• **抽出テキスト**
◆ ◆ ◆ ◆

図1は、実施例の方法で作成された結晶のX線回折パターンの一例である。
図1に示すように、結晶は、塩素アパタイト結晶Ca
5(PO
4)
3Clの単一層であった。
【0032】
[成分]
次に、塩素アパタイトチューブ単結晶の元素分析を行った。その結果、この結晶は、Ca=39.10mass%、P=18.00mass%、Cl=5.30mass%であった。
【0033】
[形状]
次に、塩素アパタイトチューブ単結晶の形状を走査型電子顕微鏡(SEM)にて観察した。
図2は、SEMで観察した塩素アパタイトチューブ単結晶の一例を示す写真である。
図2に示すように、本実施の形態に係るアパタイト単結晶は、チューブ状であり、外形が六角柱である。また、六角柱の上面または下面に形成されている穴の開口部の形状が六角形である。そのため、チューブの外壁の厚みがほぼ一様になっている。
【0034】
このようなチューブ状単結晶は、SEM観察により、様々な大きさや形態が存在していることがわかった。例えば、チューブ状単結晶の開口部の穴の内径は、10nm〜60μm程度である。また、チューブ状単結晶の直径は、20nm〜100μm程度である。また、チューブ状単結晶は、長手方向の長さが50nm〜4mm程度である。また、チューブ状単結晶は、可視光に対して透過率が65%以上である。
【0035】
[用途]
次に、アパタイトのチューブ状単結晶の用途について説明する。
【0036】
(内部空間の利用)
チューブ状のアパタイト単結晶は、内部に他の物質を収容できるため、新たな用途への適用が可能となる。例えば、
(1)Mg−Ni合金をアパタイト単結晶の内部に充填することにより、水素吸蔵材料として燃料電池に利用することが可能となる。
(2)ガス分子吸着材をアパタイト単結晶の内部に閉じ込めることにより、ナノ細孔材料として利用することが可能となる。
(3)アミノ酸をアパタイト単結晶の内部に充填することにより、細胞からDNAを分離精製するバイオカラムとして利用することが可能となる。

◆ ◆ ◆ ◆

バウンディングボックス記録

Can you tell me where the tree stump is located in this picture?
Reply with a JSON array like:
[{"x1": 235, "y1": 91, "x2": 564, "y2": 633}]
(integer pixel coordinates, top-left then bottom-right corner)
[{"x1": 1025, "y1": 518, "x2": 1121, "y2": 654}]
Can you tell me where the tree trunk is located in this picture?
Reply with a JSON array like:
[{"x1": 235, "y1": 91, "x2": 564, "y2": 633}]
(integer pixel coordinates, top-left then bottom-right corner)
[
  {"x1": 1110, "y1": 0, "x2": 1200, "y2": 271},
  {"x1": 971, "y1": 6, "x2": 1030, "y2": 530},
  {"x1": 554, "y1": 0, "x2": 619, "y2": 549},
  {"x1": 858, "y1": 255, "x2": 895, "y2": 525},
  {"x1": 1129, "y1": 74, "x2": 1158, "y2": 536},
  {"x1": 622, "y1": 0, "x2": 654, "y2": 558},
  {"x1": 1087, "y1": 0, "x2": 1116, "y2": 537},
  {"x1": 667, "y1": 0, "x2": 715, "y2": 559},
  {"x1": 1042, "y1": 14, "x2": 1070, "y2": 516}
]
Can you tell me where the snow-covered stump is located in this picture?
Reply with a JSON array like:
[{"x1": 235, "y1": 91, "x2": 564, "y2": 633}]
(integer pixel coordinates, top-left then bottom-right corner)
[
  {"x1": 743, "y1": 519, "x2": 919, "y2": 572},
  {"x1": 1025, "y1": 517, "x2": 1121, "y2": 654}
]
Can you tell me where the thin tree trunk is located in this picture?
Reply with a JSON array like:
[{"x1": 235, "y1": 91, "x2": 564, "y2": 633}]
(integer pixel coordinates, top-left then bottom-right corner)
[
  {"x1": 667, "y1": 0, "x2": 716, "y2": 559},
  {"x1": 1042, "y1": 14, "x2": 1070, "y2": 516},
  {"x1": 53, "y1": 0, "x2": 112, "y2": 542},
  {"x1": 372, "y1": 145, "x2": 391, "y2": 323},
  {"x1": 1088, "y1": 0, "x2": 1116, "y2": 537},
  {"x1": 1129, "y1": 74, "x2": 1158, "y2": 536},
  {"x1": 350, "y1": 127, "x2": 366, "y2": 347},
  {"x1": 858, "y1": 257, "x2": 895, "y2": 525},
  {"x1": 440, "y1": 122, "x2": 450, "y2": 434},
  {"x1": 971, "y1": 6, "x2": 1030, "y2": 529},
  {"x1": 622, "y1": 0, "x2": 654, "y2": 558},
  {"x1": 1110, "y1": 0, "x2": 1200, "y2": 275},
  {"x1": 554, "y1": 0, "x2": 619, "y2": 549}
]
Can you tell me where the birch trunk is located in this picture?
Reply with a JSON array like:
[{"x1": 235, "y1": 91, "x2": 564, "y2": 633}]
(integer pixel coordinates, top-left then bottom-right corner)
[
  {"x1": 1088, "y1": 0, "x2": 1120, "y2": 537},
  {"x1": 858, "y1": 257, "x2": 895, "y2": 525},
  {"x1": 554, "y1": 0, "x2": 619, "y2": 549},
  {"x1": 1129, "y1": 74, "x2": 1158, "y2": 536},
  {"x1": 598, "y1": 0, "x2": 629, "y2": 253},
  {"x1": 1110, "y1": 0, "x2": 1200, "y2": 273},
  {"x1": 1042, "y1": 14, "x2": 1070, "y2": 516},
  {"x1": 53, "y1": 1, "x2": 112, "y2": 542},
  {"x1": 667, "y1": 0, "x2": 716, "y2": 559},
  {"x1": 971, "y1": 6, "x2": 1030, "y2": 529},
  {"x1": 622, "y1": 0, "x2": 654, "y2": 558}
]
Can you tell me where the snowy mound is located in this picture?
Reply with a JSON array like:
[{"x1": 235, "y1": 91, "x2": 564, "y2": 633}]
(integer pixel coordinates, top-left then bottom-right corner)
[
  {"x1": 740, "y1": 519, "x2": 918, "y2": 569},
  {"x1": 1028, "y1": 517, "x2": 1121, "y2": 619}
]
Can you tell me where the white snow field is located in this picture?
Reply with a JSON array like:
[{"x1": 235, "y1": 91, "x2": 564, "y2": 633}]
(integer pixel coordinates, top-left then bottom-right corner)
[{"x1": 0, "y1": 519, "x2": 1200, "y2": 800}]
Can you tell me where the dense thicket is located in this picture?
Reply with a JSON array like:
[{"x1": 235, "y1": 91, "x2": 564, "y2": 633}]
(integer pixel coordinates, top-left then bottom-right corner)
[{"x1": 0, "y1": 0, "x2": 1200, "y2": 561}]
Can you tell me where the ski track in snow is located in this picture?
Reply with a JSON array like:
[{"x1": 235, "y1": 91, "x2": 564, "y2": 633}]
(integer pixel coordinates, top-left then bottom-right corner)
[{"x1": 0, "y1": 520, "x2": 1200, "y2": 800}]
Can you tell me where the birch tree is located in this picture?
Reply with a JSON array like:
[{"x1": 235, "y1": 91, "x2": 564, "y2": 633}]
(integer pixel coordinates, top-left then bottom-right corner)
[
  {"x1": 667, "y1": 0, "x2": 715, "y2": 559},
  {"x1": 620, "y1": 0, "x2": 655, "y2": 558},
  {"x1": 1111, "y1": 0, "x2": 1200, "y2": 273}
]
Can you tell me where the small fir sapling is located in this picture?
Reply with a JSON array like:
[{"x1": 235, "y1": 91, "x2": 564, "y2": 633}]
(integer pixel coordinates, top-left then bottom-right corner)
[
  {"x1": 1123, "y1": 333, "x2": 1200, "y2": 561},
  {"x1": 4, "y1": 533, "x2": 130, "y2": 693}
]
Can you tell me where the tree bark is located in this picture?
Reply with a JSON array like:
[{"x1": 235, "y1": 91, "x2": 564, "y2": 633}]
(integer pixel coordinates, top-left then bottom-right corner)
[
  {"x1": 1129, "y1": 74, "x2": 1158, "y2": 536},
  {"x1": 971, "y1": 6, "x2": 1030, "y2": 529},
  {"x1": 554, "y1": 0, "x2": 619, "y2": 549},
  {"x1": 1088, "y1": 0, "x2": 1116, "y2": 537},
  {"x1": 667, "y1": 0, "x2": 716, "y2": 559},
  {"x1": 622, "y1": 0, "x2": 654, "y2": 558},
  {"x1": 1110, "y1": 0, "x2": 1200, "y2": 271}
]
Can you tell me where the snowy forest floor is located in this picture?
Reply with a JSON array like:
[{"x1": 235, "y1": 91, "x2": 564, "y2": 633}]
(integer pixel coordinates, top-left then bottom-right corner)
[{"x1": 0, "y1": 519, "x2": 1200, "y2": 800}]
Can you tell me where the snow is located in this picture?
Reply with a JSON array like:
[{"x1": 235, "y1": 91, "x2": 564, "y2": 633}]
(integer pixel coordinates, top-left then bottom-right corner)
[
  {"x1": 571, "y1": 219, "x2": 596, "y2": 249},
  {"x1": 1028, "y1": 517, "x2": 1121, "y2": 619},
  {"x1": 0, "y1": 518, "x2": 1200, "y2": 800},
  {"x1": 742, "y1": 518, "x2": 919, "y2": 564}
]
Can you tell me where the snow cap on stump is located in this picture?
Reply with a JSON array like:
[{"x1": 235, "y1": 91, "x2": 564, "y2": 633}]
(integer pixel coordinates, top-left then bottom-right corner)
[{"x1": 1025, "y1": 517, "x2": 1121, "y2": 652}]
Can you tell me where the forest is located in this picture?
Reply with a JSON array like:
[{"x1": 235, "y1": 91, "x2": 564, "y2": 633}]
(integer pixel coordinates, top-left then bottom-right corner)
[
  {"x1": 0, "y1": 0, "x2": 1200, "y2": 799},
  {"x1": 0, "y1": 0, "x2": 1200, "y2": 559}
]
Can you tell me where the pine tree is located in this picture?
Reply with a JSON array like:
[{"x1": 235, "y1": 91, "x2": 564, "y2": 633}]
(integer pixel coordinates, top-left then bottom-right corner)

◆ ◆ ◆ ◆

• **課題内容**
上の抽出テキストから、「図1に示すように、結晶は、塩素アパタイト結晶Ca」から「図2は、SEMで観察した塩素アパタイトチューブ単結晶の一例を示す写真である。」までをそのまま抜き出してください。

• **記述解答**
図1に示すように、結晶は、塩素アパタイト結晶Ca
5(PO
4)
3Clの単一層であった。
【0032】
[成分]
次に、塩素アパタイトチューブ単結晶の元素分析を行った。その結果、この結晶は、Ca=39.10mass%、P=18.00mass%、Cl=5.30mass%であった。
【0033】
[形状]
次に、塩素アパタイトチューブ単結晶の形状を走査型電子顕微鏡(SEM)にて観察した。
図2は、SEMで観察した塩素アパタイトチューブ単結晶の一例を示す写真である。